-- START --
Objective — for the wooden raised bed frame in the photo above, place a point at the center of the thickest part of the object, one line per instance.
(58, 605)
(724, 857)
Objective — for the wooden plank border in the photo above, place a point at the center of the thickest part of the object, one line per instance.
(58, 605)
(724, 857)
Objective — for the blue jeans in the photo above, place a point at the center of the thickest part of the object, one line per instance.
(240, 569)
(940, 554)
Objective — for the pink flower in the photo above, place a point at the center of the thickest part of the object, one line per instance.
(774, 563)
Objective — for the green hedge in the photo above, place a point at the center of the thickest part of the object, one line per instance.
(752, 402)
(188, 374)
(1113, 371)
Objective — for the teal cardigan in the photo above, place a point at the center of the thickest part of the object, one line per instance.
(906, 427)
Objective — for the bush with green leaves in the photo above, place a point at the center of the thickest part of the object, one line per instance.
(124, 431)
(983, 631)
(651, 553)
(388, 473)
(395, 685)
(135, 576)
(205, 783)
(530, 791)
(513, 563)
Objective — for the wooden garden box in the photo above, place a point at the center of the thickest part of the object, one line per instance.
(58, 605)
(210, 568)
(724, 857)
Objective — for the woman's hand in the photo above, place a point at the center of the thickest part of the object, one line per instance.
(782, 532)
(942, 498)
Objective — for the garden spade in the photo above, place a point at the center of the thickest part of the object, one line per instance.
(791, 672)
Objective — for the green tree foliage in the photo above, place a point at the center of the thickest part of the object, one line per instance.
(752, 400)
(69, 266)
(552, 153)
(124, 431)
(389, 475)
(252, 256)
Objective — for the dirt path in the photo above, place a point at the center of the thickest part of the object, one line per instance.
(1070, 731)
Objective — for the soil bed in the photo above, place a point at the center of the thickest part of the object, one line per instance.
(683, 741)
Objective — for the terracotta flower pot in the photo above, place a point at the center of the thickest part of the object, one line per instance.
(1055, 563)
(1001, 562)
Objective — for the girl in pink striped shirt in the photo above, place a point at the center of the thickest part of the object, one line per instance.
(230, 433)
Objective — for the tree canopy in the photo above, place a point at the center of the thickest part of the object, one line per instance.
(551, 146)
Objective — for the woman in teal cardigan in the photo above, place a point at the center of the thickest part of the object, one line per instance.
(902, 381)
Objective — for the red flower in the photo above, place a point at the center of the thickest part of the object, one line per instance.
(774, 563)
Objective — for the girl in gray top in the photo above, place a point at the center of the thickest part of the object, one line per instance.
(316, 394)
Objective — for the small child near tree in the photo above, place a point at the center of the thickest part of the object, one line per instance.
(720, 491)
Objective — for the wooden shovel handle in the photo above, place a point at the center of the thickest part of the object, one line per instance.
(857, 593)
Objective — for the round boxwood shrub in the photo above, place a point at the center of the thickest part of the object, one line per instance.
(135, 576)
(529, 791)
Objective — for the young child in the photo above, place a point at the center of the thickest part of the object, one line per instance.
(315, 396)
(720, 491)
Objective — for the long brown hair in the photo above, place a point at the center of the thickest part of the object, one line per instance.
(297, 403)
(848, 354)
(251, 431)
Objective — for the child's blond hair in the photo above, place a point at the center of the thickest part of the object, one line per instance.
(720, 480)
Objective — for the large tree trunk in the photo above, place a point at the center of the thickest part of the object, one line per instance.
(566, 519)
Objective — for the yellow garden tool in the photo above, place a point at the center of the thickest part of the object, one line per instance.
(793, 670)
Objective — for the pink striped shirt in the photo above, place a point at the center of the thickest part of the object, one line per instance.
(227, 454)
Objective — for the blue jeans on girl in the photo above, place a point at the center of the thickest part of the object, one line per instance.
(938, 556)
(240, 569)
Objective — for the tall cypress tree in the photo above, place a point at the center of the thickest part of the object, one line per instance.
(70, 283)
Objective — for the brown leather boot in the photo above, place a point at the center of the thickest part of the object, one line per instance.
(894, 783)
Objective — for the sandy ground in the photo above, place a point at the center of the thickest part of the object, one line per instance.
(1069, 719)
-- END --
### EXERCISE INSTRUCTIONS:
Print exactly the lines from the one with "Objective — for the girl in gray" through the end of the data, inclusive.

### SOLUTION FOR THIS PROBLEM:
Objective — for the girl in gray top in the photo above, place a point at the center of the thickest part of the object, one line per instance.
(316, 394)
Objective — for the small child near tree in the photo above, place a point at the center of the thickest part of the object, one line per instance.
(720, 491)
Objective — for the wooden shovel handle in the photo above, place a point at the center of the thickest part of the object, one line per instance.
(857, 593)
Objective — for the round boxwood shrub in the photo above, place a point at the center of the thickest part of the object, one line per instance.
(135, 576)
(529, 791)
Objective — for the young child in the photo above, place a point at the center of the thickest part of the object, one line per instance.
(315, 396)
(720, 491)
Objective — for the long brown hair in the photo above, place a point at the center of the thickest part of the object, one line per instance.
(297, 403)
(848, 354)
(251, 431)
Objective — for the child's blond hair in the photo above, place a point at the center of the thickest part of the object, one line per instance.
(720, 480)
Objective — for the large tree trunk in the photo above, place a point at the center of the thickest part of the object, one line per instance.
(566, 519)
Objective — for the yellow garden tool in the photo above, place a point at the center of the thickest part of the object, one line per instance.
(793, 670)
Objective — for the pink striped shirt in the photo above, place a point at the center of the thickest part of the object, one line per instance.
(227, 454)
Objective — for the blue jeans on girl in the photo above, place a point at the center of the thickest part of the object, one line per instance.
(938, 556)
(240, 569)
Objective — for the tall cypress tree in the photo above, place a point at the center of the thickest part of the object, one line per instance.
(70, 283)
Objective — for the brown leather boot in the photo above, place a point at the center of the thickest part of the object, one line per instance.
(894, 783)
Objective — for the sandy ground in the photo above, place a point at the center of the thickest part of the object, one line per instance.
(1069, 719)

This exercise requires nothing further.